◆ **Text section**
Chi-Square contingency analysis

Hypotheses

What do you think a suitable hypothesis should be for this investigation, and what would the corresponding null hypothesis be?

The null hypotheses is: Ho:
The alternate hypothesis is: H1:

Preliminaries

Create an R notebook called ladybirds and save it in the scripts folder within your R project folder on your machine. You will find that it is saved as ladybirds.Rmd. Leave the yaml bit at the top, between the pairs of lines with three dashes (or maybe add your name and the date), then delete everything else.
Save the data file “ladybirds_morph_colour.csv” to the data folder in your R project folder, if is not already there.
Make sure that your Project folder is actually what RStudio recognises as a “project”. You can navigate to and around it in the Files tab in the bottom right-hand pane of RStudio. If all is good you will see a MyProjectName.Rproj file at the top level of the project. If you don’t see this, time now to turn your folder into a project!

Load packages we need

library(tidyverse)

## ── Attaching packages ─────────────────────────────────────── tidyverse 1.3.2 ──
## ✔ ggplot2 3.4.0      ✔ purrr   0.3.5 
## ✔ tibble  3.1.8      ✔ dplyr   1.0.10
## ✔ tidyr   1.2.1      ✔ stringr 1.4.1 
## ✔ readr   2.1.3      ✔ forcats 0.5.2 
## ── Conflicts ────────────────────────────────────────── tidyverse_conflicts() ──
## ✖ dplyr::filter() masks stats::filter()
## ✖ dplyr::lag()    masks stats::lag()

library(here)

## here() starts at /Users/michaelhunt/Library/CloudStorage/OneDrive-CornwallCollege/CCG_courses/Level 6 CCG/HonoursProject/R_workshops

library(cowplot) # this makes your plots look nicer

Import the data

filepath<-here("data","ladybirds_morph_colour.csv")

◆ **Recorded data**
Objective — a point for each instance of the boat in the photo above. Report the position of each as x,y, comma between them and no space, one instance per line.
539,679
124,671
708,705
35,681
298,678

◆ **Goals**
**1)** On the chi-square contingency analysis page, what file shows that a folder is recognized as a project when it appears at the folder's top level?
**2)** Reproduce the chi-square contingency analysis page from "Preliminaries" up to and including "library(tidyverse)".

◆ **Written answers**
**1)** A MyProjectName.Rproj file.

**2)**
Preliminaries

Create an R notebook called ladybirds and save it in the scripts folder within your R project folder on your machine. You will find that it is saved as ladybirds.Rmd. Leave the yaml bit at the top, between the pairs of lines with three dashes (or maybe add your name and the date), then delete everything else.
Save the data file “ladybirds_morph_colour.csv” to the data folder in your R project folder, if is not already there.
Make sure that your Project folder is actually what RStudio recognises as a “project”. You can navigate to and around it in the Files tab in the bottom right-hand pane of RStudio. If all is good you will see a MyProjectName.Rproj file at the top level of the project. If you don’t see this, time now to turn your folder into a project!

Load packages we need

library(tidyverse)